• **WORK INSTRUCTIONS**:
- 1) In the text on moral relativism, how does Socrates say a question about the relative weight of two things should be settled?
- 2) Please retype everything in the text on moral relativism from "Socrates: And if" down to "by weighing them?".

• **DOCUMENT TEXT**:
━━━━━━━━

Socrates: But what kind of disagreement, my friend, causes hatred and anger? Let us look at the matter thus. If you and I were to disagree as to whether one number were more than another, would that make us angry and enemies? Should we not settle such a dispute at once by counting?

Euthyphro: Of course.

Socrates: And if we were to disagree as to the relative size of two things, we should measure them and put an end to the disagreement at once, should we not?

Euthyphro: Yes.

Socrates: And should we not settle a question about the relative weight of two things by weighing them?

Euthyphro: Of course.

Socrates: Then what is the question which would make us angry and enemies if we disagreed about it, and could not come to a settlement? Perhaps you have not an answer ready; but listen to mine. Is it not the question of the just and unjust, of the honorable and the dishonorable, of the good and the bad? Is it not questions about these matters which make you and me and everyone else quarrel, when we do quarrel, if we differ about them and can reach no satisfactory agreement?


Socrates’ point is not that morality is relativistic. Rather, it is that entering moral judgment and engaging in moral conversation are, or can be, fraught matters. They involve particular kinds of risks and burdens — as all passionate exchange involves risks and burdens. Risks of provoking emotion, anger in particular, and of allowing anger or confusion to cloud one’s vision. Risks of succumbing to, and of letting oneself resort to, modes of persuasion that do violence in one way or another — through bullying, manipulation, or propaganda. Risks, especially, of moralizing — arrogance and parochialism and the rest. These risks, and the responsibilities that they usher in, are internal to the conditions of ordinary moral judgment and conversation. And the temptation to take on the mantle of moral relativism comes, I’m suggesting, in part from anxiety about these risks. Anxiety about the fact that there is no protecting against these risks once and for all leads us to transform this fact into a theoretical problem about the absence of an independent standard — the absence of an absolute point of view, a view from nowhere — in morality. Thus do philosophical intellectualizations sometimes serve as escapes from the pressures of ordinary life.

Stephanie Beardman, "Tolerance and Moral Relativism"

Guliani and Bush and many figures in the media have linked the condemnation of evil with the condemnation of relativism. Of course these people know that the planners of the September 11th attacks are not themselves relativists. Far from it. In fact, the backbone of Al Qaeda, as with the Taliban regime, is a religious fundamentalism which, ironically, sees America and its government as espousing the most dangerous and vile forms of moral relativism. They share the "if you’re not for us you’re against us" mentality of the Bush administration. Be that as it may, when American leaders warn us not to slip into moral relativism, they mean that we should stay steadfast in our support of America’s response to the attacks. They seem to see any serious reflection, criticism, and attempts to understand the motivations of those who hate us, as an expression of moral relativism. As a form of propaganda, this seems to be working. But as a matter of fact, the propaganda is based on a confusion. The confusion is allowed such a large voice in the media because it persists in the minds of many Americans. Relativism, it is thought, is necessary for tolerance and respect of others’ values. And, it is thought, this is not a time for tolerance. But, in fact, relativism does not guarantee tolerance, and tolerance does not require relativism, as Katalin Makkai explained.

━━━━━━━━

• **MATERIAL PROVIDED**:
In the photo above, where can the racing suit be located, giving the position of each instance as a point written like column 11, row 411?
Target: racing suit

━━━━━━━━

• **OUTPUTS BY TASK**:
- 1) By weighing them.

- 2)
Socrates: And if we were to disagree as to the relative size of two things, we should measure them and put an end to the disagreement at once, should we not?

Euthyphro: Yes.

Socrates: And should we not settle a question about the relative weight of two things by weighing them?